THE PROBLEM:
Copy the data below word for word. Begin at the line that contains "woman's bare leg." and stop after the line that contains "(1404, 353)", keeping both of those lines.

>> Start EXCERPTED DATA

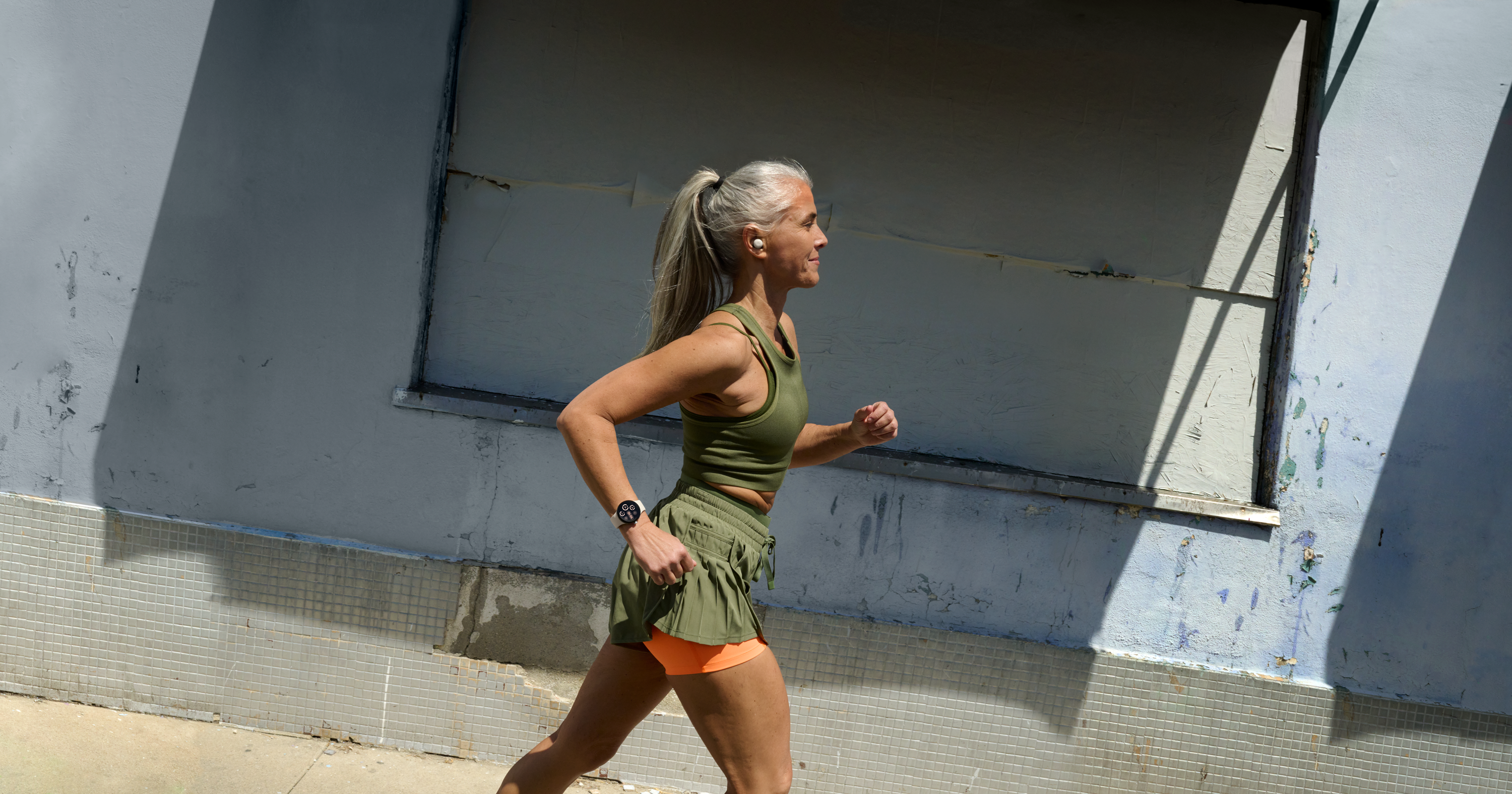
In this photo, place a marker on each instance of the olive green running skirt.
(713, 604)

>> End EXCERPTED DATA
>> Start EXCERPTED DATA

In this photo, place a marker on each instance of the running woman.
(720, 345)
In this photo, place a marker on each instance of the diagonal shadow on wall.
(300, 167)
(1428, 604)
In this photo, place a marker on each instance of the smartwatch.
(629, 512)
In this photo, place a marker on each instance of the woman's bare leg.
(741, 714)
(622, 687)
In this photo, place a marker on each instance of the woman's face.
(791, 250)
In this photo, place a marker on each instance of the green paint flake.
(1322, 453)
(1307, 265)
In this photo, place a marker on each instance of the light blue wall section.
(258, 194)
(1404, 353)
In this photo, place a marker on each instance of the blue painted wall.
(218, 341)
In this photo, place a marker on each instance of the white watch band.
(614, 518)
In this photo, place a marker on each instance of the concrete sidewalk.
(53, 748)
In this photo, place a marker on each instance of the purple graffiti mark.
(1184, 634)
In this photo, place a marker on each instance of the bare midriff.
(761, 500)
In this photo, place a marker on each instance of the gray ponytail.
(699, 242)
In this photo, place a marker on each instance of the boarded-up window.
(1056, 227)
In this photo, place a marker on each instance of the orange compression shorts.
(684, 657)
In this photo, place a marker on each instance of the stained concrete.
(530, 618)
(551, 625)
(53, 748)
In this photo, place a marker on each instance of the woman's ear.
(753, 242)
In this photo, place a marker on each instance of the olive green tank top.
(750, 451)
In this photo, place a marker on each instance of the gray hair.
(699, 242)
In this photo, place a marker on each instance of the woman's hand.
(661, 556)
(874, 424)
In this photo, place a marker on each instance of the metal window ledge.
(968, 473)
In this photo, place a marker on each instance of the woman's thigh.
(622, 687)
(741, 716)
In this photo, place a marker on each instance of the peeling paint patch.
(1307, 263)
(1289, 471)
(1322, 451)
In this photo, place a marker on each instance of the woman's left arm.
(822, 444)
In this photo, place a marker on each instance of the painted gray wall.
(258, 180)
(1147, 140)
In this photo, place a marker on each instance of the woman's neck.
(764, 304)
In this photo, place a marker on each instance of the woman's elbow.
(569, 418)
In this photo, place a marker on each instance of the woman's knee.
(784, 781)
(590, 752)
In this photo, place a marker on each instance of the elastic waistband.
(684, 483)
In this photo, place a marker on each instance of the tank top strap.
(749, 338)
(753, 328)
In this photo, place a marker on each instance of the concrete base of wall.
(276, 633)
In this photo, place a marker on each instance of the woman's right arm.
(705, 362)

>> End EXCERPTED DATA
>> Start EXCERPTED DATA

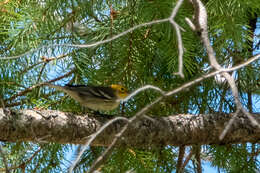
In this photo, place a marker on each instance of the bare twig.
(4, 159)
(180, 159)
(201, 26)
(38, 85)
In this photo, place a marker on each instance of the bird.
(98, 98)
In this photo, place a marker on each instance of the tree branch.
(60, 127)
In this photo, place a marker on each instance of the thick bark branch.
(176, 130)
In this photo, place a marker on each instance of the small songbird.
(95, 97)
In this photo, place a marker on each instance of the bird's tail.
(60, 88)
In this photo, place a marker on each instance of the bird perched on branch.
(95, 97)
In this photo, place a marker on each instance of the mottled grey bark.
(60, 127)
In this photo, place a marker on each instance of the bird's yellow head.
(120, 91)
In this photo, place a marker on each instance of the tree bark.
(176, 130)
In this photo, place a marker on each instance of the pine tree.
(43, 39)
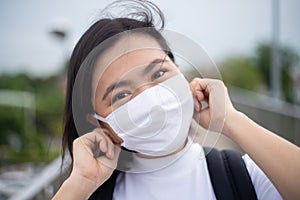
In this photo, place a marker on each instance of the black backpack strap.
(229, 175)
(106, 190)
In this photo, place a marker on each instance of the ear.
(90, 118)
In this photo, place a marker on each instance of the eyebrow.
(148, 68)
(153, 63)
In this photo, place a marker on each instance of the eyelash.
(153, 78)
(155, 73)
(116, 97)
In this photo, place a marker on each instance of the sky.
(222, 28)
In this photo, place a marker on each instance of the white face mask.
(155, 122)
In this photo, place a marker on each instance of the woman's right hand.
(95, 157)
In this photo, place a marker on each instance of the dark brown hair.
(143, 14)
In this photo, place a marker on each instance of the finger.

>> End EXCERPTED DATA

COMPLETED TASK:
In this photo, place a marker on each instance of the woman's bare leg.
(741, 714)
(622, 687)
In this photo, place a marker on each instance of the woman's face.
(791, 250)
In this photo, place a marker on each instance of the green paint flake.
(1322, 453)
(1307, 265)
In this photo, place a marker on each instance of the light blue wall section.
(258, 194)
(1404, 353)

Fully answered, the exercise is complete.